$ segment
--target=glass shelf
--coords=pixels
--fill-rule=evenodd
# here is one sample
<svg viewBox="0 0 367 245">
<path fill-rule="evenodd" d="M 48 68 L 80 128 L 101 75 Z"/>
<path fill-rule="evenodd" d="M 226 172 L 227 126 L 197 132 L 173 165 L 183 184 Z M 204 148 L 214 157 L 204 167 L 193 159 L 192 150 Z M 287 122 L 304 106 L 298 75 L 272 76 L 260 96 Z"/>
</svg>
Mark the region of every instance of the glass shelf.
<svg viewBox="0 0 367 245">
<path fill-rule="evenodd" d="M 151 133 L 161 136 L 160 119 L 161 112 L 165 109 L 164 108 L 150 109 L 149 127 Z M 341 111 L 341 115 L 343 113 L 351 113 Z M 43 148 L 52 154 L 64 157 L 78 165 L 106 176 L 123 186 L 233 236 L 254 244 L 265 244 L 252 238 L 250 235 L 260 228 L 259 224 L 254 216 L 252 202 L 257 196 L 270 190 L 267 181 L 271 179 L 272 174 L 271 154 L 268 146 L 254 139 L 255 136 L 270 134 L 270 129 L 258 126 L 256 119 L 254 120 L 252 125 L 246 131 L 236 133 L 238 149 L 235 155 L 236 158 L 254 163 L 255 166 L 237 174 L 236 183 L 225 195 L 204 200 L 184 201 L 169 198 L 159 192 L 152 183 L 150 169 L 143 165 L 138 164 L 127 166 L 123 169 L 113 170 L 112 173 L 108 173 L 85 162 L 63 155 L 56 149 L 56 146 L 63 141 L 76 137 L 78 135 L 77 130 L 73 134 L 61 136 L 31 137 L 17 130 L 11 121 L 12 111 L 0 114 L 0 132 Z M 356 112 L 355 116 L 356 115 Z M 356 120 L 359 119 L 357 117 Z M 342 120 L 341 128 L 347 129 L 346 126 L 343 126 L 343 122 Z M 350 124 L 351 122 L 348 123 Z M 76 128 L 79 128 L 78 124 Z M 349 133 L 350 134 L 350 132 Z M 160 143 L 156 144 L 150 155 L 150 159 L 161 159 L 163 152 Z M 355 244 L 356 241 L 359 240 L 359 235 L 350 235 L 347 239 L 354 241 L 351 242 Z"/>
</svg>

_指示_: 上の項目を、依頼の行も含めてすべて書き直してください。解答部分の数値（viewBox の値とパスの座標）だけを一律に 110 ずらし、依頼の行はそのまま残してください。

_解答_:
$ segment
--target=glass shelf
--coords=pixels
--fill-rule=evenodd
# here is one sample
<svg viewBox="0 0 367 245">
<path fill-rule="evenodd" d="M 48 68 L 80 128 L 101 75 Z"/>
<path fill-rule="evenodd" d="M 226 172 L 227 126 L 197 132 L 173 165 L 183 184 Z M 204 148 L 214 157 L 204 167 L 193 159 L 192 150 Z M 287 122 L 304 106 L 298 75 L 272 76 L 260 96 Z"/>
</svg>
Mark the region of every instance of the glass shelf.
<svg viewBox="110 110 477 355">
<path fill-rule="evenodd" d="M 261 243 L 271 246 L 270 229 L 271 222 L 275 219 L 274 218 L 260 219 L 259 237 Z M 451 221 L 451 225 L 453 223 L 461 223 Z M 153 258 L 162 264 L 174 267 L 188 275 L 216 286 L 233 296 L 343 346 L 364 354 L 375 354 L 362 348 L 360 345 L 370 338 L 369 334 L 364 326 L 362 312 L 367 306 L 380 300 L 377 291 L 381 289 L 382 284 L 381 264 L 378 256 L 364 249 L 365 246 L 380 244 L 380 239 L 368 236 L 366 229 L 364 230 L 362 235 L 356 241 L 346 243 L 348 259 L 345 265 L 346 268 L 364 273 L 365 276 L 347 284 L 346 293 L 335 305 L 314 310 L 294 311 L 279 308 L 269 302 L 262 293 L 260 279 L 253 275 L 248 274 L 237 276 L 233 279 L 223 280 L 222 283 L 218 283 L 195 272 L 173 265 L 166 259 L 166 256 L 173 251 L 186 247 L 188 245 L 187 240 L 183 244 L 171 246 L 141 247 L 127 240 L 121 231 L 122 221 L 110 224 L 110 242 Z M 466 222 L 465 226 L 466 225 Z M 466 230 L 469 229 L 467 227 Z M 452 230 L 451 238 L 457 239 L 456 236 L 453 236 L 453 232 Z M 460 234 L 461 232 L 458 233 Z M 186 238 L 189 238 L 188 234 Z M 459 243 L 460 244 L 460 242 Z M 270 253 L 266 254 L 260 265 L 260 269 L 271 269 L 273 262 Z M 465 354 L 466 351 L 469 350 L 469 345 L 460 345 L 457 349 L 464 351 L 461 352 Z"/>
</svg>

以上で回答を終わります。